[Point-per-instance localization data]
*** Block opens ***
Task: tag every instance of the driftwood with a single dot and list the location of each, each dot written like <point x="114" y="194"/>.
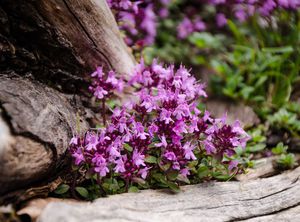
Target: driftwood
<point x="270" y="199"/>
<point x="47" y="50"/>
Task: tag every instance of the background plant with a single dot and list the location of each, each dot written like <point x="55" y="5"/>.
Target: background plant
<point x="159" y="138"/>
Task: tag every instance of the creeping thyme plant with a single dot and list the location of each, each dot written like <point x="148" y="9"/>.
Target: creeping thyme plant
<point x="159" y="138"/>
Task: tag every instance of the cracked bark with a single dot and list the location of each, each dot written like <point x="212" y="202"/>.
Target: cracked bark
<point x="269" y="199"/>
<point x="47" y="50"/>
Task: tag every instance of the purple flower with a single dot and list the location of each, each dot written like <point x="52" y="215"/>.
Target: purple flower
<point x="92" y="142"/>
<point x="233" y="164"/>
<point x="120" y="166"/>
<point x="221" y="20"/>
<point x="100" y="92"/>
<point x="79" y="158"/>
<point x="165" y="116"/>
<point x="100" y="165"/>
<point x="188" y="151"/>
<point x="170" y="156"/>
<point x="138" y="158"/>
<point x="163" y="142"/>
<point x="74" y="140"/>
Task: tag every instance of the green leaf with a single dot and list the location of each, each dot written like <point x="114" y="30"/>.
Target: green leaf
<point x="279" y="149"/>
<point x="61" y="189"/>
<point x="151" y="159"/>
<point x="173" y="186"/>
<point x="256" y="148"/>
<point x="286" y="161"/>
<point x="172" y="175"/>
<point x="82" y="191"/>
<point x="183" y="179"/>
<point x="284" y="49"/>
<point x="203" y="171"/>
<point x="282" y="91"/>
<point x="133" y="189"/>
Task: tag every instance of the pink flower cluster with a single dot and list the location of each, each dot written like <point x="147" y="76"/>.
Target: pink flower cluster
<point x="162" y="122"/>
<point x="105" y="84"/>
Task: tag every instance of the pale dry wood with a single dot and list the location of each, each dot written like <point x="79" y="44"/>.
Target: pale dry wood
<point x="48" y="48"/>
<point x="90" y="27"/>
<point x="230" y="201"/>
<point x="41" y="123"/>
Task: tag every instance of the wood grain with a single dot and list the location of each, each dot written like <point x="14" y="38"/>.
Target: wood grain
<point x="265" y="199"/>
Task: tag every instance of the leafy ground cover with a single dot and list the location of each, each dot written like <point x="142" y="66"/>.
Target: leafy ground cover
<point x="165" y="137"/>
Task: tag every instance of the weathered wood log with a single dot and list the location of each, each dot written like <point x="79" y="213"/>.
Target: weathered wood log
<point x="265" y="199"/>
<point x="47" y="48"/>
<point x="41" y="121"/>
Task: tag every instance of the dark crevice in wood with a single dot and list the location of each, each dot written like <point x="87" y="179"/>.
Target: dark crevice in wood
<point x="88" y="35"/>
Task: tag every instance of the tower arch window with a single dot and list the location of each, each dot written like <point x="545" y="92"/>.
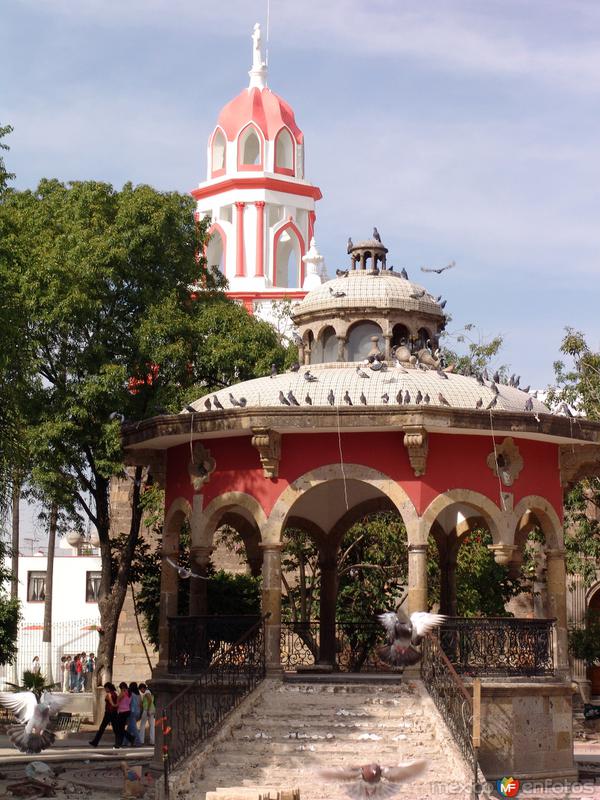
*** Block closes ***
# EXERCISE DETAILS
The lines from the one holding "Target: pale dry wood" through the end of the entries are to be transcribed exactly, both ends included, with the pictures left out.

# RESPONSE BOX
Target: pale dry wood
<point x="48" y="48"/>
<point x="90" y="27"/>
<point x="230" y="201"/>
<point x="41" y="123"/>
Task: tag every instance of the wood grain with a single dot and list the location of each, each dot written like <point x="14" y="38"/>.
Target: wood grain
<point x="265" y="199"/>
Task: tag every instance of the leafy ground cover with a single dot and list the location of each, each dot written like <point x="142" y="66"/>.
Target: leafy ground cover
<point x="165" y="137"/>
Task: tag every instance of the weathered wood log with a single dot and list the location of each, each dot written like <point x="79" y="213"/>.
Target: weathered wood log
<point x="265" y="199"/>
<point x="47" y="48"/>
<point x="41" y="121"/>
Task: tag every instance of the dark crevice in wood with a single dot and list the location of each, each dot written like <point x="87" y="179"/>.
Target: dark crevice in wood
<point x="88" y="35"/>
Task: tag every instance of the tower arch window with a single dot and list the location of each, each dot written like <point x="545" y="92"/>.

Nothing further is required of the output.